How many lines of the data below contain the string "menu"? Reply with the number alone.

Data for processing:

:::::

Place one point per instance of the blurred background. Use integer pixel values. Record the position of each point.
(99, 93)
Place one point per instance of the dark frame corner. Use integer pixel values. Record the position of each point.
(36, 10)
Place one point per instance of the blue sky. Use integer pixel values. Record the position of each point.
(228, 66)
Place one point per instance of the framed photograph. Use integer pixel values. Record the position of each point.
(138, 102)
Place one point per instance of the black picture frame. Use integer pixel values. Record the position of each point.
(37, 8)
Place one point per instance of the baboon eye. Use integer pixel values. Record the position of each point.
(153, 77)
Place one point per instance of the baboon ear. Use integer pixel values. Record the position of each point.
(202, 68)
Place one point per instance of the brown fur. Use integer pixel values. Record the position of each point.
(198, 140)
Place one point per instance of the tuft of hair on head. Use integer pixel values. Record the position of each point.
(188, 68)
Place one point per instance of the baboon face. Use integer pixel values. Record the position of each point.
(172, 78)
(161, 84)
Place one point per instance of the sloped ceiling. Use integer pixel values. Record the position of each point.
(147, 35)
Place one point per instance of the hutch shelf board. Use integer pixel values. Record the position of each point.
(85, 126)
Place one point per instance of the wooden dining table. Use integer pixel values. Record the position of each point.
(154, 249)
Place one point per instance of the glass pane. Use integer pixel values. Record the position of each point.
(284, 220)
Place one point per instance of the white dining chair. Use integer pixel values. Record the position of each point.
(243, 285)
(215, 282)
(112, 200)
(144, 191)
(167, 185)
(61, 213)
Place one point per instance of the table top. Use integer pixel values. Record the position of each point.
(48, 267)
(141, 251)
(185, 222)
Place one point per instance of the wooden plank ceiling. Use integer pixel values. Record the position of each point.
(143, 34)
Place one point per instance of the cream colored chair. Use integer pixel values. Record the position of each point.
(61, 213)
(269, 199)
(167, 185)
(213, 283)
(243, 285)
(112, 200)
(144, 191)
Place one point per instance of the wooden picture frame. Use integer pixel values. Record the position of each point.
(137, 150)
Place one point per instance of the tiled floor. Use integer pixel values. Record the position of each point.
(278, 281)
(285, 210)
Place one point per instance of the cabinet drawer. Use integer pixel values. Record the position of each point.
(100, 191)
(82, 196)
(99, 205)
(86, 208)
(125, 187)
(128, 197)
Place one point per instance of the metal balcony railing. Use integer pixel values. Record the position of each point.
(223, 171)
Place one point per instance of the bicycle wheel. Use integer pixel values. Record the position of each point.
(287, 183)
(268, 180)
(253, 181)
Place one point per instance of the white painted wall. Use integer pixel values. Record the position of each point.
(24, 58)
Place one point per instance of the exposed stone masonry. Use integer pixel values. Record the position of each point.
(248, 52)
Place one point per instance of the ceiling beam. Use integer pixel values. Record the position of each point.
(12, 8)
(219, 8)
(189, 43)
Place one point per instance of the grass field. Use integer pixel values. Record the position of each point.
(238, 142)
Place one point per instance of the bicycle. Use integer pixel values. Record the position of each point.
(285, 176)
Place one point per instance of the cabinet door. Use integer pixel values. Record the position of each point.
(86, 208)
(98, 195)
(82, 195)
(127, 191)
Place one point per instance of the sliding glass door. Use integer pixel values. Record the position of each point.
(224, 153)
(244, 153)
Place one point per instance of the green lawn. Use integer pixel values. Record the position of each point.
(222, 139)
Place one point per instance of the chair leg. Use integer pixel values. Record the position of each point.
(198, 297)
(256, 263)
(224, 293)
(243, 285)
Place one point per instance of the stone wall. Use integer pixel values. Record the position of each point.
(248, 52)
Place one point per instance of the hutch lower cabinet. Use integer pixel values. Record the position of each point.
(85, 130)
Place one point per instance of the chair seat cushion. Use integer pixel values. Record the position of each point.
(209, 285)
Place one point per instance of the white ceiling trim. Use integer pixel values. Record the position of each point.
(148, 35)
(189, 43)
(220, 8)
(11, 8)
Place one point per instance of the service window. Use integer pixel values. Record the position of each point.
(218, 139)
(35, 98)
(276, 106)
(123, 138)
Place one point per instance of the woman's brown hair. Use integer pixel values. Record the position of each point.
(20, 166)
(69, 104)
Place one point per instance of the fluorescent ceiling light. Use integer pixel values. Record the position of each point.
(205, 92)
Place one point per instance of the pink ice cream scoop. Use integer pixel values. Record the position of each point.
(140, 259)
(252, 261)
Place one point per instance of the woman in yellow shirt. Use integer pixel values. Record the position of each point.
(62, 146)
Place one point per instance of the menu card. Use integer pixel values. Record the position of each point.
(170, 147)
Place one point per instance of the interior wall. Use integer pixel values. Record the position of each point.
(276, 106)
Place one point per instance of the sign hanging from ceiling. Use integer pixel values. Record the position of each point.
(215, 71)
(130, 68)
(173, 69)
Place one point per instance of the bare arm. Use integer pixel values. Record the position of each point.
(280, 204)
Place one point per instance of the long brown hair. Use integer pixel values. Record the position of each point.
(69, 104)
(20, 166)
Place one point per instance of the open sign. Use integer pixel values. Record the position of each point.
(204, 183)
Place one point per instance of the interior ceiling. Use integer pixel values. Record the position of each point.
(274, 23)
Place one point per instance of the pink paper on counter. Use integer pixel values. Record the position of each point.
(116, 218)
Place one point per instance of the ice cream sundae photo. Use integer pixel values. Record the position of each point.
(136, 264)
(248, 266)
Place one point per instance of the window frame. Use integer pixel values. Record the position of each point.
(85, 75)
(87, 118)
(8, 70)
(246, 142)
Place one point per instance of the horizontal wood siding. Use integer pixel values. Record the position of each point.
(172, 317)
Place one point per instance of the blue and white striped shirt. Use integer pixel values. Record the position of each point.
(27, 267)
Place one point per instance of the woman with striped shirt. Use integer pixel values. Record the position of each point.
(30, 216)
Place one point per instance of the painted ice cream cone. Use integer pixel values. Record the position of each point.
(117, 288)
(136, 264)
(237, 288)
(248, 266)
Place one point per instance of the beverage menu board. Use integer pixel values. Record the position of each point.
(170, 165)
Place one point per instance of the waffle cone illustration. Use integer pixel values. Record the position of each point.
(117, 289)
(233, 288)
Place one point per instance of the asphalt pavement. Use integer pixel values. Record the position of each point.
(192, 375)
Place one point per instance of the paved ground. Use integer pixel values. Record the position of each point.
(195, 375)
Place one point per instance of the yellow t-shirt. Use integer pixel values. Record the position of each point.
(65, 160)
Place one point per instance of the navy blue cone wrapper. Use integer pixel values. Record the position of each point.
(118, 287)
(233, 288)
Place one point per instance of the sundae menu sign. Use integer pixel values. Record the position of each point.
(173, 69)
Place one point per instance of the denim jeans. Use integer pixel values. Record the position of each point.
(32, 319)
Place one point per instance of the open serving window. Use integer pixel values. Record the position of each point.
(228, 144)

:::::

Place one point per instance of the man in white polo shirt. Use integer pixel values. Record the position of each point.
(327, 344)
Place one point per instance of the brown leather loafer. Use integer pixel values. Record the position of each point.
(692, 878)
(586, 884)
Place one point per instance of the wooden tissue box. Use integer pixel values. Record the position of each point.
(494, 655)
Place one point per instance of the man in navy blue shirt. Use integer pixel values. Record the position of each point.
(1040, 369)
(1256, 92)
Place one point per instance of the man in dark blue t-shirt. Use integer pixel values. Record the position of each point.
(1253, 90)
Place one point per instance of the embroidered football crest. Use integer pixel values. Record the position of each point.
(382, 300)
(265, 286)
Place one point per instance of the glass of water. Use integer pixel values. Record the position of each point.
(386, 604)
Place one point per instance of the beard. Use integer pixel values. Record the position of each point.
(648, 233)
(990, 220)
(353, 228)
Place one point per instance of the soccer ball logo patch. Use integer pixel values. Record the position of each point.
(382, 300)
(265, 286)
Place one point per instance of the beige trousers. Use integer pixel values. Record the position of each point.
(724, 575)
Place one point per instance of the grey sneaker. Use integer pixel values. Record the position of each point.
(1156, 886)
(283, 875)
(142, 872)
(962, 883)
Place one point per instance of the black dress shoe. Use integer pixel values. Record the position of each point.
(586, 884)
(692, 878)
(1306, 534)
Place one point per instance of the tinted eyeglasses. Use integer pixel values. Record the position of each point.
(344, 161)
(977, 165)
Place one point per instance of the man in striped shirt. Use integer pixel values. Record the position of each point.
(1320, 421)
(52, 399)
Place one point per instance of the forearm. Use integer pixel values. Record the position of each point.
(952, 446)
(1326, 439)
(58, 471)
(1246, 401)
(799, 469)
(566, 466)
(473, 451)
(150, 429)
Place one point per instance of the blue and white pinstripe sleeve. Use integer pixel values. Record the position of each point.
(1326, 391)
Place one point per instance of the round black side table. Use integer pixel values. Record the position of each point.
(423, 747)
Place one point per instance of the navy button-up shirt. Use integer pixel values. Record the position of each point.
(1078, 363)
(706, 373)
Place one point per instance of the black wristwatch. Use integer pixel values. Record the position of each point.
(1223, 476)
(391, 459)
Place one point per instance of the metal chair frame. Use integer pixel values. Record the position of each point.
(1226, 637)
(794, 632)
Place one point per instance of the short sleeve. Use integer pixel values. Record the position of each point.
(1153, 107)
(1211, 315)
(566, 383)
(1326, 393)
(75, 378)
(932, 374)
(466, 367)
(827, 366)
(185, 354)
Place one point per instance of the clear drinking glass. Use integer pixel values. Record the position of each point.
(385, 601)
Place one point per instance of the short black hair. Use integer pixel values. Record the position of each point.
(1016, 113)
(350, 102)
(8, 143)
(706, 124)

:::::

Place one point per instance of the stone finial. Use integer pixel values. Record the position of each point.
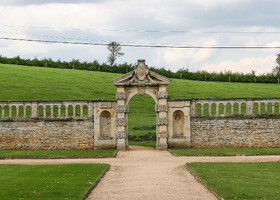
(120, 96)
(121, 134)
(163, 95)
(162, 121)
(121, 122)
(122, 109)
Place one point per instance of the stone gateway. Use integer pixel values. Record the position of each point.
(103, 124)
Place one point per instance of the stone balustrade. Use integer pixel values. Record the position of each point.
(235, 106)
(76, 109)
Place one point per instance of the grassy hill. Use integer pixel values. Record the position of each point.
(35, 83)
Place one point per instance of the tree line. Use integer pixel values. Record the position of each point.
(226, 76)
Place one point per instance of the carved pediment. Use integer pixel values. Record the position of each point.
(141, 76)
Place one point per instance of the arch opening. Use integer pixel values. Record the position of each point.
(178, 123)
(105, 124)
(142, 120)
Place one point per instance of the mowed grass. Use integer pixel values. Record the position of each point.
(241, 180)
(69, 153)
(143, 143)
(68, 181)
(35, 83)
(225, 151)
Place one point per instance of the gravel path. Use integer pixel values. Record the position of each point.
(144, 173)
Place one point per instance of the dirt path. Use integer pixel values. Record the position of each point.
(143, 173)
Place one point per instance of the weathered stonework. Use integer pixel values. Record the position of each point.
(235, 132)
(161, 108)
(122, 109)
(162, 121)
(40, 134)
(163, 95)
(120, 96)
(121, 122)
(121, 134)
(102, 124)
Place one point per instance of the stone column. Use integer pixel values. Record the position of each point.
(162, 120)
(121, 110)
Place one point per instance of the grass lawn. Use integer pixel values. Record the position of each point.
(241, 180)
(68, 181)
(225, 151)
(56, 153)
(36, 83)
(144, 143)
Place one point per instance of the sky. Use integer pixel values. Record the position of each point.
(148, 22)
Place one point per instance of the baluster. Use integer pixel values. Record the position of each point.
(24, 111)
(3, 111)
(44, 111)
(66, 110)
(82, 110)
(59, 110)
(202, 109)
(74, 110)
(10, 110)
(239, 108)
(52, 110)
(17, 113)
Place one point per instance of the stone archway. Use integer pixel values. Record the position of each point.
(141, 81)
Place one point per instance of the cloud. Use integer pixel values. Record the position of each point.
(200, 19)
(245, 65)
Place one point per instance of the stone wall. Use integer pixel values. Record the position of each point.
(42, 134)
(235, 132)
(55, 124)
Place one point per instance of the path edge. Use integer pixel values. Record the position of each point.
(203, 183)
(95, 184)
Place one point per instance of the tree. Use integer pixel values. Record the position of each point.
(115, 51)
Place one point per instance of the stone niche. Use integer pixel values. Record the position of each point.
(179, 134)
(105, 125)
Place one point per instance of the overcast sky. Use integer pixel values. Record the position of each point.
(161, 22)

:::::

Solution to this exercise:
3